### STATED PROBLEM A
In the comment thread, give the passage starting with "There is one" and going on through "just sloppy writing." again, switching "sloppy" to "careless".
### STATED PROBLEM B
Answer these questions about the comment thread.
(i) What is the title of the poem the commenter recommends reading?
(ii) What does the commenter who spotted a significant error call it, in place of a spelling mistake or a grammatical slip?
(iii) Why did the commenter who received the NHS letter almost immediately discard it?

Well, conspiracy theorist, I think you are being most harsh. Check out the beautiful poem ‘Earthly Pleasure’ which appears elsewhere on this site… then, moved, perhaps you could forgive whatever factual error you are highlighting here. That poem is beautifully written, very evocative; if I close my eyes I can almost imagine myself in the surroundings described. Perhaps the poet could post some more of his work.
There is one significant error in your post, by the way. It’s a factual error, i.e. not a spelling mistake or a grammatical slip, rather a plain old-fashioned poorly-researched inaccuracy. As a conspiracy theorist, I am yet to decide whether this has been placed deliberately in the hope that someone will point it out… or whether it’s just sloppy writing.
An interesting post. I also received this NHS letter, and almost immediately discarded it because it was confusingly presented and I wasn’t sure what steps I had to take to opt-out of the process. But then I came to the conclusion that the NHS had very deliberately decided to frame their letter in this way. It is, doubtless, easier and cheaper for them if people do not object to their records being computerised. So, call me a conspiracy theorist, but I think what the NHS did was a very well thought-through and brilliantly constructed piece of public communication, which will ultimately save them time and money. So, perhaps, we should thank them for this appalling piece of communication. Which isn’t something I would normally say, of course, because – for me – a consistently direct, honest and easy to understand approach is absolutely the best approach to solving gnarly problems.

### STORED DATA
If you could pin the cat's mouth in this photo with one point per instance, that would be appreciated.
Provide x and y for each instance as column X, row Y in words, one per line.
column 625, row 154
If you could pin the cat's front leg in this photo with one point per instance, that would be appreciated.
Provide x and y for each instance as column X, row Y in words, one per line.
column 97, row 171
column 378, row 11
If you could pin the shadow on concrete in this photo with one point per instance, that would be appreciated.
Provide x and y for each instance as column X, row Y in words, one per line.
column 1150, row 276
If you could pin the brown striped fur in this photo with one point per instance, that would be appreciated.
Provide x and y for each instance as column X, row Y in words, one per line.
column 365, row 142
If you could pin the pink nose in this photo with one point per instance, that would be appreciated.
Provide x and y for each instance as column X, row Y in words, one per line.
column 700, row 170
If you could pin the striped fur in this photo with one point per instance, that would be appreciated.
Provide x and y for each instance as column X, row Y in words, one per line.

### FULL ANSWER A
There is one significant error in your post, by the way. It’s a factual error, i.e. not a spelling mistake or a grammatical slip, rather a plain old-fashioned poorly-researched inaccuracy. As a conspiracy theorist, I am yet to decide whether this has been placed deliberately in the hope that someone will point it out… or whether it’s just careless writing.

### FULL ANSWER B
(i) 'Earthly Pleasure'
(ii) A factual error, a plain old-fashioned poorly-researched inaccuracy.
(iii) It was confusingly presented, and the commenter wasn't sure what steps to take to opt out of the process.